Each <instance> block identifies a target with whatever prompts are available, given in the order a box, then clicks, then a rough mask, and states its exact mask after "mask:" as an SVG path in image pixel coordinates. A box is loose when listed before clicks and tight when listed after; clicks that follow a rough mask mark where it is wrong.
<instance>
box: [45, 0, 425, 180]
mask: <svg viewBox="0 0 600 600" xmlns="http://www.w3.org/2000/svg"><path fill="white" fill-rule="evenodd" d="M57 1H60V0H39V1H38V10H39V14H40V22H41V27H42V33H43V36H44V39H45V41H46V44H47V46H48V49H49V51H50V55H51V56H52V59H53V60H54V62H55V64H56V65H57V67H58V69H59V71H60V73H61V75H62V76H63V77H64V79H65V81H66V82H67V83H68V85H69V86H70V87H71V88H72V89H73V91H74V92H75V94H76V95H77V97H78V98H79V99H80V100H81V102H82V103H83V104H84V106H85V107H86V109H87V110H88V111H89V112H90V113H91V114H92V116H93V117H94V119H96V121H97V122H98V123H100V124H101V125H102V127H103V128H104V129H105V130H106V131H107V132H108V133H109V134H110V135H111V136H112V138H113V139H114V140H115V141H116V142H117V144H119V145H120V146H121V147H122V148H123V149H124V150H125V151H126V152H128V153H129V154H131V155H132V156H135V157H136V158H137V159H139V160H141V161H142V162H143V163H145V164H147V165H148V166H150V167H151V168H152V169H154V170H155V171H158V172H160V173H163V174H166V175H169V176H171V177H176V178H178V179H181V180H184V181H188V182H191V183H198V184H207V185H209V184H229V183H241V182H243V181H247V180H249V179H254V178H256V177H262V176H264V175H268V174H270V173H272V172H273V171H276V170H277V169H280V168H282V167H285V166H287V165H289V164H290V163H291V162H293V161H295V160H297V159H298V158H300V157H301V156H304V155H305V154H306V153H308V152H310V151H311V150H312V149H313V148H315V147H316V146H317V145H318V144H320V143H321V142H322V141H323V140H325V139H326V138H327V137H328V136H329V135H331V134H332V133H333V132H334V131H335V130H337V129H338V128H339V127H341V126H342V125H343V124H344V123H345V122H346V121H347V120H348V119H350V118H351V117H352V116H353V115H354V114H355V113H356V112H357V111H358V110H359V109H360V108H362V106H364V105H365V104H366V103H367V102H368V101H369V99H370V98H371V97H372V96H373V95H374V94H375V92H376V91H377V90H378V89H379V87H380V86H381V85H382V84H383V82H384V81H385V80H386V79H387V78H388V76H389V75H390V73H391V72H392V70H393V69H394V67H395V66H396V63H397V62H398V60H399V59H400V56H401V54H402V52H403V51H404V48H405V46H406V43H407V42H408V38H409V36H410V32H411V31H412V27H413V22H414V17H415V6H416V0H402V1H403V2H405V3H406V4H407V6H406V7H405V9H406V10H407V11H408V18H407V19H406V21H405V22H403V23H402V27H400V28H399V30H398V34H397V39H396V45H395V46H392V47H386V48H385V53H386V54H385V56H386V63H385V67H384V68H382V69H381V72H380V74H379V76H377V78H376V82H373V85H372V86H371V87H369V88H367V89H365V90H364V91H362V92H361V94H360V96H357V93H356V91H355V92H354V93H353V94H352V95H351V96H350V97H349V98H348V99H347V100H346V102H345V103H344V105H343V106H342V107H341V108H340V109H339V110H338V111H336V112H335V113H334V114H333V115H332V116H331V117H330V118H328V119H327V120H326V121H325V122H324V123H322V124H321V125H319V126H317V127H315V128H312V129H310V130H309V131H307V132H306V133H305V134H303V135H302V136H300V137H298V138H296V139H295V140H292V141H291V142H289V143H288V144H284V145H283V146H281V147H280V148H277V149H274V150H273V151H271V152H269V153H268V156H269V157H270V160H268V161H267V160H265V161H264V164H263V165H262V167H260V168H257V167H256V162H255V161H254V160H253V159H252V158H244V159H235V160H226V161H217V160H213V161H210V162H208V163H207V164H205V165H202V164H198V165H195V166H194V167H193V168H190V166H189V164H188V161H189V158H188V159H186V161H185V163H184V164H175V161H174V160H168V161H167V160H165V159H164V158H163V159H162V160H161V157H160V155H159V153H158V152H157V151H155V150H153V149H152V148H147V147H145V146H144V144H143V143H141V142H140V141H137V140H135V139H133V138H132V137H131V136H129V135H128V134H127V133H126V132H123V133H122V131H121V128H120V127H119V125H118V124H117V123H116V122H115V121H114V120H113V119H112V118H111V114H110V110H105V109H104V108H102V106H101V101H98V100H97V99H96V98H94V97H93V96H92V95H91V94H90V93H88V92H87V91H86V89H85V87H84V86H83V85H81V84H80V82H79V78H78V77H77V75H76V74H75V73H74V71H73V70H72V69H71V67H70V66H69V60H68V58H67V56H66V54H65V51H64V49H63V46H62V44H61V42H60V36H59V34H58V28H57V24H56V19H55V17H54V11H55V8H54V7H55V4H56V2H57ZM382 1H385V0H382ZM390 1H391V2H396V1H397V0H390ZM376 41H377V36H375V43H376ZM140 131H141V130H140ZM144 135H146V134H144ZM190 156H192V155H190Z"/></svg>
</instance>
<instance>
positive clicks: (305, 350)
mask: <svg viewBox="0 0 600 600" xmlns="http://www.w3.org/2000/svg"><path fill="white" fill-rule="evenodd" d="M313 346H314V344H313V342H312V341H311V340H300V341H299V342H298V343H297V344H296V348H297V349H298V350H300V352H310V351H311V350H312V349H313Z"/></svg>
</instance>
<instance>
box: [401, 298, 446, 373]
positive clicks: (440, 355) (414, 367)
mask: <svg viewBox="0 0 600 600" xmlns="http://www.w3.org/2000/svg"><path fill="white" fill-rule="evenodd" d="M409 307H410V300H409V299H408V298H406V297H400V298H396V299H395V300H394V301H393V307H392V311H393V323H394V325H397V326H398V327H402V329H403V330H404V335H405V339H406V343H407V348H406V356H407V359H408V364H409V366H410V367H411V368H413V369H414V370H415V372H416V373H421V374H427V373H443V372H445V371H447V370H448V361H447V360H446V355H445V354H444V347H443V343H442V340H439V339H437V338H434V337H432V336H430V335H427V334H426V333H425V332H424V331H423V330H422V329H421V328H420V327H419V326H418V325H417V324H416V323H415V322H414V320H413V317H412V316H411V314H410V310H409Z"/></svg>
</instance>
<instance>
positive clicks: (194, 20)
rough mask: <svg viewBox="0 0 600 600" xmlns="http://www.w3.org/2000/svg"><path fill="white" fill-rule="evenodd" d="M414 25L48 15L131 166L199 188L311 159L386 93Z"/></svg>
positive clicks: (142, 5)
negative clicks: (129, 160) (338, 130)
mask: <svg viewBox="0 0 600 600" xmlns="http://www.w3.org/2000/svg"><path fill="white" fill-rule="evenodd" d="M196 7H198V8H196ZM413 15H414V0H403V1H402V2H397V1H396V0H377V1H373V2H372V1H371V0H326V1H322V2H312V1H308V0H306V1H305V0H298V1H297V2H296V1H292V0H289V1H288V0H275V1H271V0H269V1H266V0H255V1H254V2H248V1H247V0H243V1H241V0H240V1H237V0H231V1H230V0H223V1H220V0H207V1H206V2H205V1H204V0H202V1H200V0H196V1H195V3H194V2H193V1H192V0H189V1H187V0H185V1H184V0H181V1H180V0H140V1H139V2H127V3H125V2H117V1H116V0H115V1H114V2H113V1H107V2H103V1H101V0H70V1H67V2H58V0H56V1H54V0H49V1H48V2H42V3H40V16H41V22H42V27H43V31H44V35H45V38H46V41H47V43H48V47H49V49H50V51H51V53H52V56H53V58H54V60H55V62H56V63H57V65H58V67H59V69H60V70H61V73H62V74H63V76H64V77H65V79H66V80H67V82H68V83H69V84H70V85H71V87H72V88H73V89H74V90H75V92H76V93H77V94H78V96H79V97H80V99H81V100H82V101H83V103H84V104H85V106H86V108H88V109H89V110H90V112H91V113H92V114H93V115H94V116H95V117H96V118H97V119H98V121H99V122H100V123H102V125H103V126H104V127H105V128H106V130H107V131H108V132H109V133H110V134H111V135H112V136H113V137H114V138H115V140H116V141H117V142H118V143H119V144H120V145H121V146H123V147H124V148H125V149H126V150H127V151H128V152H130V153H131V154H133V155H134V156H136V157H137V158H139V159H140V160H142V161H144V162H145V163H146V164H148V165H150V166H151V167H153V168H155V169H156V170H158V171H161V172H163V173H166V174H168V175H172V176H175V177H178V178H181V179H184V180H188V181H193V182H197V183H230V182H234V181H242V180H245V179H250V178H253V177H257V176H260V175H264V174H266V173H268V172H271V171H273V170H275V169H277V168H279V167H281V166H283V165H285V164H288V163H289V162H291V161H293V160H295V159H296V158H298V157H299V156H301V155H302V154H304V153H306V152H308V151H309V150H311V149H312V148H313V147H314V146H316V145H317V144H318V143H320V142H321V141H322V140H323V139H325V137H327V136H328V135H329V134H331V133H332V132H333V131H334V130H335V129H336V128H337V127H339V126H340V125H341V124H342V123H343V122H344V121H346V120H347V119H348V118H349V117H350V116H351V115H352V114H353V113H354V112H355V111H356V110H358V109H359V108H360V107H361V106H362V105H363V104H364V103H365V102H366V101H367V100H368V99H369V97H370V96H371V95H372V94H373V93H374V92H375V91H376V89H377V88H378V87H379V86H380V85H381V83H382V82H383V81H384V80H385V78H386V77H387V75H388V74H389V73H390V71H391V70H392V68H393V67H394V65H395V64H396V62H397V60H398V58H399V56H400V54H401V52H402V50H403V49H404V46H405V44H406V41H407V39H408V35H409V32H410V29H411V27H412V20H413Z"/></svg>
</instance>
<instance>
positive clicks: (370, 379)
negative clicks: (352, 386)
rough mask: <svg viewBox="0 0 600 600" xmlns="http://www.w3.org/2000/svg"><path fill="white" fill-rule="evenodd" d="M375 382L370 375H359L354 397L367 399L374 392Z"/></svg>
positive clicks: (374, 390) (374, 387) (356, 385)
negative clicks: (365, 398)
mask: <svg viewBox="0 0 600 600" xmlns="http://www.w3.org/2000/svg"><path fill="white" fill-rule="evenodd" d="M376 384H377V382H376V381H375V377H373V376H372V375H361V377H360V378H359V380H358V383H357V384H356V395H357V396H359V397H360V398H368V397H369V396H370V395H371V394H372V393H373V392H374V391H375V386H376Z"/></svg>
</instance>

### Required work
Your answer should consist of the lines above that hold the word "rough".

### Reply to the task
Each <instance> block identifies a target with whatever prompts are available, given in the order a box, then clicks, then a rough mask, and states its exact mask after "mask:" as an SVG path in image pixel coordinates. A box is loose when listed before clicks and tight when listed after; clicks that follow a rough mask mark where it is wrong.
rough mask: <svg viewBox="0 0 600 600" xmlns="http://www.w3.org/2000/svg"><path fill="white" fill-rule="evenodd" d="M414 25L48 15L131 166L199 188L311 159L386 93Z"/></svg>
rough mask: <svg viewBox="0 0 600 600" xmlns="http://www.w3.org/2000/svg"><path fill="white" fill-rule="evenodd" d="M375 382L370 375H359L354 397L367 399L374 392Z"/></svg>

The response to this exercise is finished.